• **YOUR TASK**
Using the data that follows, output only the lines from the line with "column 83, row 46" up to and including the line with "column 171, row 100", exactly, leaving pictures aside.
DATASET START
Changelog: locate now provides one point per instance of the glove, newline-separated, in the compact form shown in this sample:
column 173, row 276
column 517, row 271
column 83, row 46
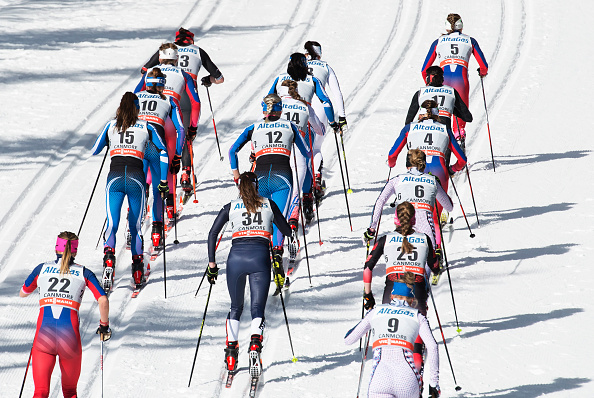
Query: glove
column 206, row 81
column 211, row 274
column 368, row 235
column 191, row 133
column 434, row 392
column 163, row 188
column 175, row 164
column 104, row 332
column 368, row 301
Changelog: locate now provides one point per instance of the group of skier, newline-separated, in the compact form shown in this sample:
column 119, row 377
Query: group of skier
column 150, row 142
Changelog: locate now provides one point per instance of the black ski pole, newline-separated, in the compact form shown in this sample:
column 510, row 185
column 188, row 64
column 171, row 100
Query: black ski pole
column 488, row 128
column 342, row 175
column 26, row 371
column 93, row 192
column 458, row 388
column 461, row 208
column 200, row 335
column 445, row 259
column 214, row 124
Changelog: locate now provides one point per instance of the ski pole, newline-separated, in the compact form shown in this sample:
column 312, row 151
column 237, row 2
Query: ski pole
column 346, row 168
column 26, row 371
column 472, row 195
column 93, row 192
column 200, row 335
column 461, row 208
column 488, row 128
column 214, row 124
column 342, row 175
column 445, row 259
column 301, row 214
column 458, row 388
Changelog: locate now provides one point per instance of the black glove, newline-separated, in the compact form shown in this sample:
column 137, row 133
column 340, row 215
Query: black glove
column 369, row 301
column 434, row 392
column 211, row 274
column 163, row 188
column 368, row 236
column 191, row 133
column 175, row 164
column 104, row 332
column 206, row 81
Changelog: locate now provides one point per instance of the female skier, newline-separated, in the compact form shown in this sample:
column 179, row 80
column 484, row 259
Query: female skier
column 61, row 287
column 126, row 138
column 395, row 328
column 272, row 141
column 251, row 218
column 453, row 51
column 156, row 108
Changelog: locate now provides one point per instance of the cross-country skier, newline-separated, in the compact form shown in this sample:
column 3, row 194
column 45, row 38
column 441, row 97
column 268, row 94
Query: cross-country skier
column 419, row 188
column 406, row 250
column 127, row 137
column 395, row 327
column 156, row 108
column 272, row 143
column 325, row 74
column 191, row 59
column 61, row 284
column 453, row 51
column 449, row 102
column 251, row 218
column 177, row 82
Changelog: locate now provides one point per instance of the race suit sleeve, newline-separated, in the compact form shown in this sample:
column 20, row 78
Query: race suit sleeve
column 413, row 109
column 388, row 190
column 279, row 219
column 398, row 145
column 194, row 99
column 217, row 226
column 431, row 55
column 209, row 65
column 432, row 350
column 334, row 89
column 243, row 138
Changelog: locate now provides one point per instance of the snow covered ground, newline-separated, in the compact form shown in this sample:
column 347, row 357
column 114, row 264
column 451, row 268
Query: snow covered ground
column 522, row 291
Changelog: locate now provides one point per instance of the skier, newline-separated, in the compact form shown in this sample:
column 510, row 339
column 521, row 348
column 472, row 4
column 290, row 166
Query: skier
column 325, row 74
column 406, row 250
column 126, row 138
column 272, row 141
column 177, row 82
column 299, row 112
column 395, row 328
column 61, row 287
column 419, row 188
column 449, row 101
column 191, row 59
column 453, row 51
column 156, row 108
column 250, row 218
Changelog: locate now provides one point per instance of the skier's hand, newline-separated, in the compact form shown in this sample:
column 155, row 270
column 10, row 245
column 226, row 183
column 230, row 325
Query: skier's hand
column 369, row 301
column 175, row 164
column 104, row 331
column 212, row 273
column 206, row 81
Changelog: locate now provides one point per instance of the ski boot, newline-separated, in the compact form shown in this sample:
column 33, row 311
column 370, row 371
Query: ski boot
column 254, row 351
column 108, row 268
column 231, row 355
column 308, row 211
column 138, row 269
column 157, row 235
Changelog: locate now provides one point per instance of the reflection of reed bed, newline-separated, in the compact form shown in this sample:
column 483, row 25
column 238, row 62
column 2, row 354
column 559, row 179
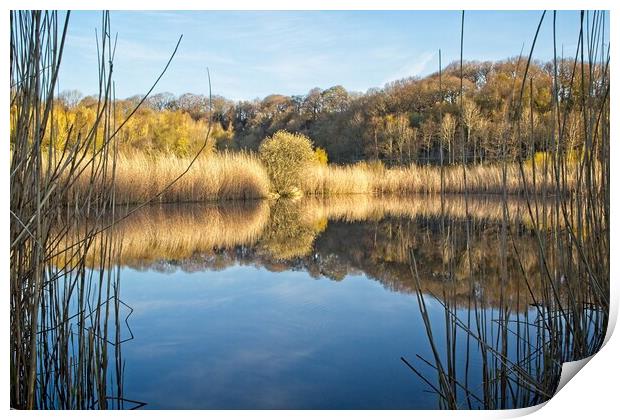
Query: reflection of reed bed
column 353, row 208
column 285, row 229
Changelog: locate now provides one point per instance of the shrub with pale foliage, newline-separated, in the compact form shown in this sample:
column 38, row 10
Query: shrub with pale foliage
column 286, row 157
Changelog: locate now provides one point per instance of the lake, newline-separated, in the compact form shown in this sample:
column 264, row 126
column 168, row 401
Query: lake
column 355, row 302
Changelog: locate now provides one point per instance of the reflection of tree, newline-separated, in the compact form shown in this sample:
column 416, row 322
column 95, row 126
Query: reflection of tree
column 286, row 235
column 363, row 235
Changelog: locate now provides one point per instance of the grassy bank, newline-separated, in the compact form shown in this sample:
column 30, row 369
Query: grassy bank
column 225, row 176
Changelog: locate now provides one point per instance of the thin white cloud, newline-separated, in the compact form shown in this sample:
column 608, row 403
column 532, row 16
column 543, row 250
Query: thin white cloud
column 413, row 67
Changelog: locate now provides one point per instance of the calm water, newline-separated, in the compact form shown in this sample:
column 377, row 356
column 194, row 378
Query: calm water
column 313, row 304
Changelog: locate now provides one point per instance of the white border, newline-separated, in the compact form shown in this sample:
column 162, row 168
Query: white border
column 592, row 394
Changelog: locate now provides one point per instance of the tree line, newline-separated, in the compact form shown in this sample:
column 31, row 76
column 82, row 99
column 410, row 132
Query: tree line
column 422, row 120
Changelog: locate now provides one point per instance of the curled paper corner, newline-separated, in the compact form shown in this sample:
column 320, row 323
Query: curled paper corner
column 569, row 370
DATASET END
• **YOUR RESPONSE**
column 83, row 46
Query: glove
column 206, row 81
column 211, row 274
column 368, row 235
column 191, row 133
column 434, row 392
column 163, row 188
column 175, row 164
column 104, row 332
column 368, row 301
Changelog: locate now provides one point per instance of the group of skier, newline-separated, in the compact form shown in this sample:
column 119, row 377
Query: group of skier
column 150, row 142
Changelog: locate now provides one point per instance of the black ski pole, newline-separated, in the compact form shown in this sample:
column 510, row 185
column 188, row 64
column 171, row 100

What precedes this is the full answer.